> Tasks to perform:
a) Using the whooping cough text, explain why a child under 18 months old who has whooping cough needs to be watched at all times. Answer in one to three sentences.
b) Copy the part of the whooping cough text from "Whooping Cough is Extremely" to "breathing started again." word for word.

++++ Supplied text

Whooping cough is a bacterial infection also known as pertussis. The infection gets into your nose and throat, and it is very contagious. When a person with whooping cough sneezes, coughs, or laughs, small drops of the bacteria can fly into the air. When a person walks by and breathes in the air, they can develop the disease if they haven’t completed their series of vaccines or if they have not had a booster shot. Fortunately, there are vaccines such as Tdap and DtaP that can prevent both adults and children from contracting the disease.

Symptoms of Whooping Cough

The early symptoms of whooping cough start out like a cold. You can have a mild cough, sneezing, a runny nose, and a low-grade fever below 102. After about 7 to 10 days, the cough will start getting worse. A mild cough can turn into coughing fits. By the time the disease is full blown, you will create a whooping sound when you cough as you try to fill your lungs with oxygen. Since the cough is dry and not productive, you can have a coughing spell that can last for up to a minute. During this time, you face can turn red or purple. There are, however, some people who don’t have coughing spells .When an infant has whooping cough, they won’t have the whooping sound or the cough. They will just gasp, trying to catch their breath. Also, some babies will vomit.

Whooping Cough is Extremely Dangerous in Babies

If a child under 6 months old and they develop whooping, cough, they would need to be hospitalized. Even if you think that your child could have this disease, you should take them to a doctor immediately. When a child under 18 months old has whooping cough, they would need to be watched at all times. This is because the disease can cause the baby to stop breathing, and they would need help to get their breathing started again.

Preventing Whooping Cough

Babies get a series of DtaP shots when they are 2 months old, 4 months old, 6 months old, a 15 to 18 months old. They are then given a booster shot between 4 and 6 years old. Because a baby won’t be fully protected against the disease until they are 18 months old, the best way to prevent them from developing whooping cough is to make sure that any adult who will be around the child has been vaccinated. This includes parents, grandparents, siblings, and other family members. If you baby is in a licensed daycare, the people who work in these facilities will have been vaccinated. It is the law.

++++++++
++++ Data for analysis

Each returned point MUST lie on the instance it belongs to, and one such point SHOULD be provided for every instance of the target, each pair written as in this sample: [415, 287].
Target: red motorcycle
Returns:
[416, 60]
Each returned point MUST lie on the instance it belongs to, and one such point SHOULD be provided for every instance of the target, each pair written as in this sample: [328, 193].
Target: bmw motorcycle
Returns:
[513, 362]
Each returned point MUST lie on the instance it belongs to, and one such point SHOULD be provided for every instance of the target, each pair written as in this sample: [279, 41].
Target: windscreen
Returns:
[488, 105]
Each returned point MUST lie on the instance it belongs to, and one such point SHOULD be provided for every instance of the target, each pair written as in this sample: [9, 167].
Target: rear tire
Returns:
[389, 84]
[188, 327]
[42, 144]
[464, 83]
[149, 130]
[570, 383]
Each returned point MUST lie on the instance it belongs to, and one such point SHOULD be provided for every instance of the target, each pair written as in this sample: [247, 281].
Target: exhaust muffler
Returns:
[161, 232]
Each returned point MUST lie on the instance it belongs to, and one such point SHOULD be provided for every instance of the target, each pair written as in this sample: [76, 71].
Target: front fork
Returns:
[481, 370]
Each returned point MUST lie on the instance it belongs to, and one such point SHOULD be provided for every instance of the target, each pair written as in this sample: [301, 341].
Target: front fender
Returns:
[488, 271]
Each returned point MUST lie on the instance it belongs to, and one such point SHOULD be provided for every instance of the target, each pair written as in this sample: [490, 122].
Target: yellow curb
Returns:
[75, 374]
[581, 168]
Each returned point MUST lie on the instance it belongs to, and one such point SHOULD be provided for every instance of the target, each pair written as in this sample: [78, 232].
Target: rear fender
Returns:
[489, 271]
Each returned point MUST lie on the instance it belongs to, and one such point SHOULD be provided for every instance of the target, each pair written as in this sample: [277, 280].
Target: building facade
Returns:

++++++++

> Solutions to the problems:
a) The disease can make the baby stop breathing. If that happens, the baby needs help to get breathing started again.

b)
Whooping Cough is Extremely Dangerous in Babies

If a child under 6 months old and they develop whooping, cough, they would need to be hospitalized. Even if you think that your child could have this disease, you should take them to a doctor immediately. When a child under 18 months old has whooping cough, they would need to be watched at all times. This is because the disease can cause the baby to stop breathing, and they would need help to get their breathing started again.